# TASK INPUTS

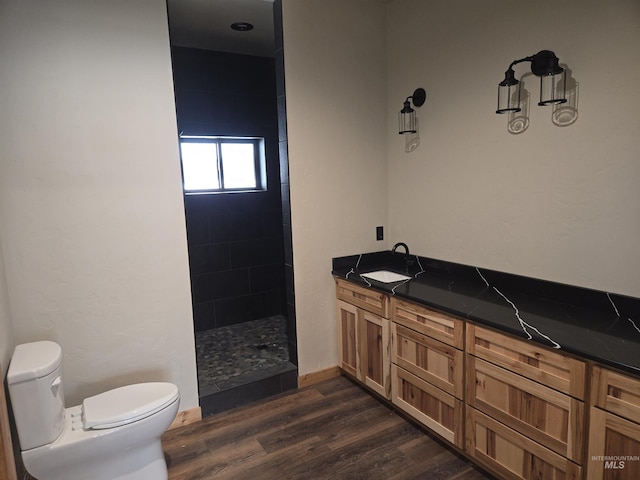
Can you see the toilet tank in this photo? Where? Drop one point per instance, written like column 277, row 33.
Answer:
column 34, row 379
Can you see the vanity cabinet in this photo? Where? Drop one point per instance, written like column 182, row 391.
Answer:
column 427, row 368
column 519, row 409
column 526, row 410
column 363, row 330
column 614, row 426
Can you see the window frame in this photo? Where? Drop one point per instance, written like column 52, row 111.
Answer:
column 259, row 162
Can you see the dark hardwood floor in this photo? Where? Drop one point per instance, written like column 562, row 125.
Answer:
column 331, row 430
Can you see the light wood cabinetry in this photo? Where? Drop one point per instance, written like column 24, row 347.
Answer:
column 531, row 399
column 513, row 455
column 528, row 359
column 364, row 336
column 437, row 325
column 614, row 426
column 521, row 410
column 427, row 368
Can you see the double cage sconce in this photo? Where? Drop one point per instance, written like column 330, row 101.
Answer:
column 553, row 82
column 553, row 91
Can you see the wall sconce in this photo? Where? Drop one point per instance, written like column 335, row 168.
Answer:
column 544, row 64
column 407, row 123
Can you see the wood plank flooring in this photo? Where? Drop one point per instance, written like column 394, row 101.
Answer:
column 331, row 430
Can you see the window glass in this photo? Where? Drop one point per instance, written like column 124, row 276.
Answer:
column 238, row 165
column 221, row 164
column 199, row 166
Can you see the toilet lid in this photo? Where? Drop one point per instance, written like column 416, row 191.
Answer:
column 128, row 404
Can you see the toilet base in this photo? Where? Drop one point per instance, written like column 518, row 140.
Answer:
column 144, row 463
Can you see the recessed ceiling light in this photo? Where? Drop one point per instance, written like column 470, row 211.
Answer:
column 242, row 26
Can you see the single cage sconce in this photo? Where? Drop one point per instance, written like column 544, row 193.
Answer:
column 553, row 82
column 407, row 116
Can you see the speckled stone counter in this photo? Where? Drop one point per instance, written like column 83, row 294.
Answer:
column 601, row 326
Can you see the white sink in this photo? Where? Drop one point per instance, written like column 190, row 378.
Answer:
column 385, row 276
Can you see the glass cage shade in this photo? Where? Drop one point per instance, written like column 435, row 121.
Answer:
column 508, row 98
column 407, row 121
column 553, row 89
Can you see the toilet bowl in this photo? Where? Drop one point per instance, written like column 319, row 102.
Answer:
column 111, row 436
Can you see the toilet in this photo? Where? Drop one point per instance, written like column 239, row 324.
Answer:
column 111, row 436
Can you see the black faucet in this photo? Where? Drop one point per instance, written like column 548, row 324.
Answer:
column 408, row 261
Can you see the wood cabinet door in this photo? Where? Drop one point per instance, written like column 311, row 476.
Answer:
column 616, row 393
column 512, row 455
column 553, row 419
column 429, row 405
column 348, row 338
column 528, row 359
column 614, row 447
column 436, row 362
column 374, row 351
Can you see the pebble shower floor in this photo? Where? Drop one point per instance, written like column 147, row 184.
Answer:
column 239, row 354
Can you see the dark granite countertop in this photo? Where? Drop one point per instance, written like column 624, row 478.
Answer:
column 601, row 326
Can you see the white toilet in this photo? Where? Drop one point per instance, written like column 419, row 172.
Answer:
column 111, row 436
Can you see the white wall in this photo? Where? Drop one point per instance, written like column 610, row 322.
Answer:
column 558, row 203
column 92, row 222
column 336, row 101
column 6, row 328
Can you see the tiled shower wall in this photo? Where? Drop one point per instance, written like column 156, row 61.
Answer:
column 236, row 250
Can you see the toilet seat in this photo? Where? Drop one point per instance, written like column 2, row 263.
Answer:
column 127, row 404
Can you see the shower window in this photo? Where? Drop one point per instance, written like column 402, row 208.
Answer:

# WHAT THE TASK ASKS
Where a line of the data includes the string "sconce", list that line.

# EXERCISE RESPONSE
Can you see the double cage sconce in this photo? Where? Drop one point per instance, written like column 330, row 101.
Can you see the wall sconce in this photo? Where? Drop one point per instance, written like column 335, row 168.
Can you see the single cage sconce in this photo? Where? Drop one point per instance, written like column 544, row 193.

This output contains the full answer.